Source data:
+ + + +

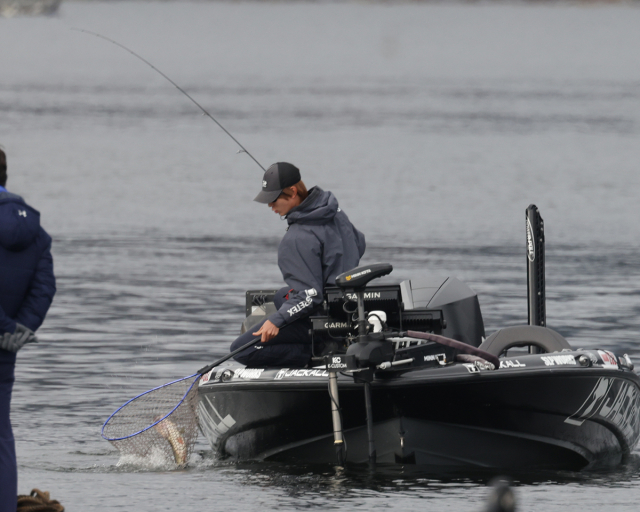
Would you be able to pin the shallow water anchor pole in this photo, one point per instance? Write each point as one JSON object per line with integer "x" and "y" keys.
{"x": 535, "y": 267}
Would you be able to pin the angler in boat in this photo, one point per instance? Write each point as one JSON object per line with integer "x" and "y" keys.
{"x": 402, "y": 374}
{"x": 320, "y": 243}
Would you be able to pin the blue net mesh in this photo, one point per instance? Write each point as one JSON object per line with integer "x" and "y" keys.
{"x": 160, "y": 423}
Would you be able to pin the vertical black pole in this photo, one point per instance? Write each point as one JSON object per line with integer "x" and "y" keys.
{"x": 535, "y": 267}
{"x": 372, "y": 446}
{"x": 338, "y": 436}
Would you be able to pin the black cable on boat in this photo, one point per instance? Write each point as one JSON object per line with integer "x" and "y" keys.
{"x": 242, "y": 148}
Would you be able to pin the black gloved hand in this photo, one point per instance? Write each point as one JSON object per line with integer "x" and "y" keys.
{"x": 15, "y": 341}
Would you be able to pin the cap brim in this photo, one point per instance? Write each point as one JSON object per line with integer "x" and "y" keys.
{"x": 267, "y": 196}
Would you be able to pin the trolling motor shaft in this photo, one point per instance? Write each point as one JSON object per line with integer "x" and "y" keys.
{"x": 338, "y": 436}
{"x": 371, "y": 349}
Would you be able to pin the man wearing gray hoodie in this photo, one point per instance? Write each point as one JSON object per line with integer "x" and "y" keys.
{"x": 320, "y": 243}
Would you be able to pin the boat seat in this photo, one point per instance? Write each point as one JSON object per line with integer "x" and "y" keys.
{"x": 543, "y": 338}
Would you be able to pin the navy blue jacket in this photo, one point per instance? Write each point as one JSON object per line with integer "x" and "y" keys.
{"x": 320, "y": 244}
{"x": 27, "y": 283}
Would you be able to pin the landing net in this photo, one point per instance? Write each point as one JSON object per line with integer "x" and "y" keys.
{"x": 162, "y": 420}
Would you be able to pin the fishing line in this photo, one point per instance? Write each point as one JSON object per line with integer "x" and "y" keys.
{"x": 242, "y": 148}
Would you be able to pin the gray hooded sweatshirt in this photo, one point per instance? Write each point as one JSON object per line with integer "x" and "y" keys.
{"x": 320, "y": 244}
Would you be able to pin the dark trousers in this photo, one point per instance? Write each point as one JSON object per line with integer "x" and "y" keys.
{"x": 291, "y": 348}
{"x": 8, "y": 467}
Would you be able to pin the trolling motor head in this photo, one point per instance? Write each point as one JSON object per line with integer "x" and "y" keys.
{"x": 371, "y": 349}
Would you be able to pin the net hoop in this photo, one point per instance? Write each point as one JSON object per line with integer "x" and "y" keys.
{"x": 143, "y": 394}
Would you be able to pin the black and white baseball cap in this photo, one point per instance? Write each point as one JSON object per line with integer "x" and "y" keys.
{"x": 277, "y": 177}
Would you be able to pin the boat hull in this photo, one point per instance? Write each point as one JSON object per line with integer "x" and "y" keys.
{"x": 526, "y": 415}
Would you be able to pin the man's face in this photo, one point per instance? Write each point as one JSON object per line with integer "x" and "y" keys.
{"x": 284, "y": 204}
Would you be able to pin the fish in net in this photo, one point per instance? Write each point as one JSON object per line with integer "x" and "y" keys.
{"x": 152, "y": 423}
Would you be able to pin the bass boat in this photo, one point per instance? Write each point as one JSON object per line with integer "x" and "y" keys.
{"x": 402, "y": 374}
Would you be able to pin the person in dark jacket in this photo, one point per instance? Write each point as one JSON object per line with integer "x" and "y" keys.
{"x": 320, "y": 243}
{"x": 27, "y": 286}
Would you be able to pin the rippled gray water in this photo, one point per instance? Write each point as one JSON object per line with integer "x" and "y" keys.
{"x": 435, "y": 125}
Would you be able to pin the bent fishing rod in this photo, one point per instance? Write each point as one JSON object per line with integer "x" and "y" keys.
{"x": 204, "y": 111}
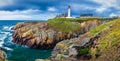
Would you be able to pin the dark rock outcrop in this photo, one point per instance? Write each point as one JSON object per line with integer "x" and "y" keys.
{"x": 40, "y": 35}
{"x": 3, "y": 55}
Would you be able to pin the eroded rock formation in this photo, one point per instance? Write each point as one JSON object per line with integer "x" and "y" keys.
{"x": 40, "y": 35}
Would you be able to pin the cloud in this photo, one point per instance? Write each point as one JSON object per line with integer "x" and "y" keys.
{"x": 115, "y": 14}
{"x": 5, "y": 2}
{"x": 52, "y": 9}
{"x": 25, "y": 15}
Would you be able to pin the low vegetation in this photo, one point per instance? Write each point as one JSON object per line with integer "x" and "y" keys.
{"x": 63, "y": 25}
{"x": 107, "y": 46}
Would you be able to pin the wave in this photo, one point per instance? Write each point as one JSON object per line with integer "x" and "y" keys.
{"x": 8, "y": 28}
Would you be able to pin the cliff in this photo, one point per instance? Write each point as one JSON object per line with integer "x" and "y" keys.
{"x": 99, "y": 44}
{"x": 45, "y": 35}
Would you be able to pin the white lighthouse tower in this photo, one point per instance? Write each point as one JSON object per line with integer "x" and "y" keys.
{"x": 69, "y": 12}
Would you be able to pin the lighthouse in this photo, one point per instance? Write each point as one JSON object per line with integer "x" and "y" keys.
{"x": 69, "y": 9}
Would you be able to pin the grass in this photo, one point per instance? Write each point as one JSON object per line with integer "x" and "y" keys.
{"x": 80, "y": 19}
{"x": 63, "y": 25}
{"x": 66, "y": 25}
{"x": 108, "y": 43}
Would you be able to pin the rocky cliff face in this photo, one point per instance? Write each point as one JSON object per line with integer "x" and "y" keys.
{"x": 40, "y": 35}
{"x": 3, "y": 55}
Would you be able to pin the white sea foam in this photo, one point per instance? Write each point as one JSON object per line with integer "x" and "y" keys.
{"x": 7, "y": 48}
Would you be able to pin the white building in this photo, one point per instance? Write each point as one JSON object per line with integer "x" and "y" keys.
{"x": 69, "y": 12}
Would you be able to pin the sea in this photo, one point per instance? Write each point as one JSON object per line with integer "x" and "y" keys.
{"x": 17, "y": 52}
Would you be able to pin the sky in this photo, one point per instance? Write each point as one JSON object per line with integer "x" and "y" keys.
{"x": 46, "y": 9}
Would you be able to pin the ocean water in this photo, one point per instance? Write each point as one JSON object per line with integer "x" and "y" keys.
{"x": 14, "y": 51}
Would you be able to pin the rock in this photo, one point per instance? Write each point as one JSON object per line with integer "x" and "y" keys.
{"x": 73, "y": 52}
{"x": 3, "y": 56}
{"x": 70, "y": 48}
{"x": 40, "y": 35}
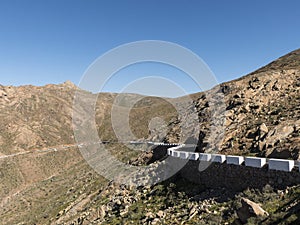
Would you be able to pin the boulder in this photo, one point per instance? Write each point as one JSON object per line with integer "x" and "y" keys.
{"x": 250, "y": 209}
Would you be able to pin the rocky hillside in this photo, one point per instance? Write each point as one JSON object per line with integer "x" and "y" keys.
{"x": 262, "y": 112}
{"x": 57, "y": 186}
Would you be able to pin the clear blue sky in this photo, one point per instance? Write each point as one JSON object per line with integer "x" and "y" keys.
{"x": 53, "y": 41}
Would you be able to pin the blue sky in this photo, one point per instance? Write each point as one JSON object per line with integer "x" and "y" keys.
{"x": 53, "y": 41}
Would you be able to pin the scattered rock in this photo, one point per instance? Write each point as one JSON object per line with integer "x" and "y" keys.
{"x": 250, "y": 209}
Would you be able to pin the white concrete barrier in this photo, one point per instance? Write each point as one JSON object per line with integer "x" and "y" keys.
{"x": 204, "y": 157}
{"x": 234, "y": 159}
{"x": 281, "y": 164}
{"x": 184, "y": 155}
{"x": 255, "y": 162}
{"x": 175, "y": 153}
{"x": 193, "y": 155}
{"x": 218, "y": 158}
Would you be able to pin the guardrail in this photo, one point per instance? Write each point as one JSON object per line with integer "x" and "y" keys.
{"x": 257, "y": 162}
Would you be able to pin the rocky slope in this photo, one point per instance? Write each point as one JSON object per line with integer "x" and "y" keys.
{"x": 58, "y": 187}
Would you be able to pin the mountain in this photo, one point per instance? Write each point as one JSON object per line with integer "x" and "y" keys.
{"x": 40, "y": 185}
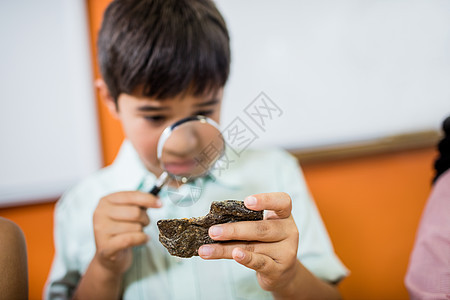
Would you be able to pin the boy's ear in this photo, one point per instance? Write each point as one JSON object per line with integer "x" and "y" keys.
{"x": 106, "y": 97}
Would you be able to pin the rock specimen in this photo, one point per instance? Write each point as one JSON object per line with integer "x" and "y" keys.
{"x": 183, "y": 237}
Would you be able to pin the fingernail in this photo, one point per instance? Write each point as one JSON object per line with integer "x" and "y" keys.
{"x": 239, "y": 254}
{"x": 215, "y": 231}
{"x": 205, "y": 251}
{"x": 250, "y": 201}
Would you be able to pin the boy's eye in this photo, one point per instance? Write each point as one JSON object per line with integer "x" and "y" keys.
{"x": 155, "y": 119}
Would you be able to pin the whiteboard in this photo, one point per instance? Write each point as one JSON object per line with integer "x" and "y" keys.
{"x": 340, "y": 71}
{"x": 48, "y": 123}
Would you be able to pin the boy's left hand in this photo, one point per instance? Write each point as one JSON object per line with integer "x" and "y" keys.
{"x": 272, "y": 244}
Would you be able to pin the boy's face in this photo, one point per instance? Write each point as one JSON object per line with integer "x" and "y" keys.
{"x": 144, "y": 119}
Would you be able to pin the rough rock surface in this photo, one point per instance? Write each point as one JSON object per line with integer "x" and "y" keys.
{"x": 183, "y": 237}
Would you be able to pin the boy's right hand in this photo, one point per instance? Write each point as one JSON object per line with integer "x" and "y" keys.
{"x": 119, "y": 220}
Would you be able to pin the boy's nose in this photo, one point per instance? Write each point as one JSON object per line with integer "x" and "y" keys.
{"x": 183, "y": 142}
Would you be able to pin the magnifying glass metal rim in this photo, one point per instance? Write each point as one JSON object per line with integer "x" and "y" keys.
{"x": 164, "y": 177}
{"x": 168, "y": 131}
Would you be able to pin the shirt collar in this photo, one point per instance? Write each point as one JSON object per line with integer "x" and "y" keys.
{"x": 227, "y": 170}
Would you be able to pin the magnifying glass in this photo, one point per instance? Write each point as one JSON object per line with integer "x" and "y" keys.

+ + + +

_WHAT IS NEEDED_: Starting from the line with "Would you be able to pin the boy's face" and ending with the final line of the data, quote every line exactly, both ends included.

_TASK OUTPUT_:
Would you be able to pin the boy's face in this photo, one point per instance? Write each point as one JSON object per line with integer "x" and "y" keys.
{"x": 144, "y": 119}
Would you be able to pin the rough rock surface in this photo, one point per instance? Write each point as one JSON object per line with integer "x" and "y" keys.
{"x": 183, "y": 237}
Would you be able to pin the boy's right hand in this photo, one point per instance? Write each point as one JSON object per line with integer "x" and "y" keys.
{"x": 119, "y": 220}
Would you be able to pin the boy's nose in this photo, one point per instance? Write each point as one JSON object per line with integer "x" and "y" keys.
{"x": 183, "y": 142}
Would you be able to pin the magnifying glass metal rim in this photo, one point per instance? Write each point as one JSON object per line with integer "x" and "y" keys.
{"x": 164, "y": 177}
{"x": 168, "y": 131}
Would you be able to pin the shirt collar in this photo, one point per instance? Write each point as one JSON object per line with integer "x" and "y" keys.
{"x": 227, "y": 170}
Would you be able to pin the magnifying glass in this photo, one point per instance? Write each point as one JSON object per line with integer "x" and "y" keys.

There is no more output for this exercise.